** begin STORED RECORDS **
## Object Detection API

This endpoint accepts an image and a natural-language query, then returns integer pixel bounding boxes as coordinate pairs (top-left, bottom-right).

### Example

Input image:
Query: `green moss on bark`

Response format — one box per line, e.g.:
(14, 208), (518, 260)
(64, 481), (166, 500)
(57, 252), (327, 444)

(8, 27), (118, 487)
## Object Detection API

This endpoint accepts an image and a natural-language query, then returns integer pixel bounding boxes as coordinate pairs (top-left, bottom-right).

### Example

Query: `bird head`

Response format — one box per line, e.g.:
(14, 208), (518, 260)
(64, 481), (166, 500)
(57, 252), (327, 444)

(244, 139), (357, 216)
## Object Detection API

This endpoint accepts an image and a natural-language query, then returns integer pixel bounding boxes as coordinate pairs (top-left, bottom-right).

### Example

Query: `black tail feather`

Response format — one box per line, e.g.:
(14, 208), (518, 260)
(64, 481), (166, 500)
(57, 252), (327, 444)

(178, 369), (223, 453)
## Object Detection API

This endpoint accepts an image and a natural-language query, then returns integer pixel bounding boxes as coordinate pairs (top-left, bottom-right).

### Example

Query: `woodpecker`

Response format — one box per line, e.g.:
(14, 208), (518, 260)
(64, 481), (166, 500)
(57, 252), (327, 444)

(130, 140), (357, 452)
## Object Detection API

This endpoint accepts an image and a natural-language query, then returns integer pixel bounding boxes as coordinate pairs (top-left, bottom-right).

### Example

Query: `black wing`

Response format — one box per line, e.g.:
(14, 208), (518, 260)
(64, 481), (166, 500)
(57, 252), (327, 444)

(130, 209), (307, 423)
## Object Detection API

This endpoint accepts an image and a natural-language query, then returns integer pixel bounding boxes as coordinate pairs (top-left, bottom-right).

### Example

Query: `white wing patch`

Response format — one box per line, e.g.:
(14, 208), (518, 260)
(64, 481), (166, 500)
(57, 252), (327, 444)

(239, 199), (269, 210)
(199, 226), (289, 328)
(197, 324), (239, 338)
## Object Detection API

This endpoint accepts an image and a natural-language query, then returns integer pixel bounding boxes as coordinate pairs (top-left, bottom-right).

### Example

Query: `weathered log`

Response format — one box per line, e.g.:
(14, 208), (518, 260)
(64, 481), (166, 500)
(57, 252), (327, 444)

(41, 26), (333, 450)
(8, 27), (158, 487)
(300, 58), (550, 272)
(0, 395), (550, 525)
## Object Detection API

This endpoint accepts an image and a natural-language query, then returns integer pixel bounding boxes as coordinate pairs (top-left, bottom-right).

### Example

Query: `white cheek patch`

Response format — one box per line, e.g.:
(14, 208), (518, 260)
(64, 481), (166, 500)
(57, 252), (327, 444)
** end STORED RECORDS **
* GIVEN REQUEST:
Rescale the listing from its first line through the line containing "(130, 140), (357, 452)", requests included. Multiply every bounding-box coordinate in the answers by 1.45 and round it to a whole number, with halves rounding up, and leave the numbers in the requests and their sample response lines unchanged.

* PROBLEM SOLUTION:
## Object Detection API

This endpoint accepts an image and a natural-language query, then returns integer pixel bounding boxes as coordinate pairs (top-left, bottom-right).

### Example

Input image:
Query: `green moss on bark`

Response format — one box per line, e.g.:
(14, 208), (518, 260)
(64, 481), (166, 500)
(57, 252), (327, 444)

(12, 39), (171, 706)
## Object Detection API

This endpoint accepts an image and a natural-language query, then returns integer pixel bounding boxes as coordinate pairs (top-left, bottom-right).

### Example

Query: `bird head`

Response format — one box per line, e.g.:
(14, 208), (518, 260)
(64, 481), (166, 500)
(57, 252), (327, 444)

(354, 202), (518, 313)
## Object Detection API

This endpoint accepts an image and a natural-language query, then returns integer pixel bounding boxes as coordinate pairs (top-left, bottom-right).

### Example

Query: `black tail feather`

Response format — one box per line, e.g.:
(14, 208), (518, 260)
(64, 481), (166, 500)
(57, 252), (327, 444)

(258, 535), (323, 657)
## Object Detection API

This endpoint accepts an image and a natural-language query, then returns integer pixel bounding boxes as coordinate pairs (top-left, bottom-right).

### Example

Query: `woodpecker`

Response format — one box per line, e.g.:
(14, 208), (518, 260)
(64, 481), (166, 500)
(57, 252), (327, 444)

(189, 203), (518, 655)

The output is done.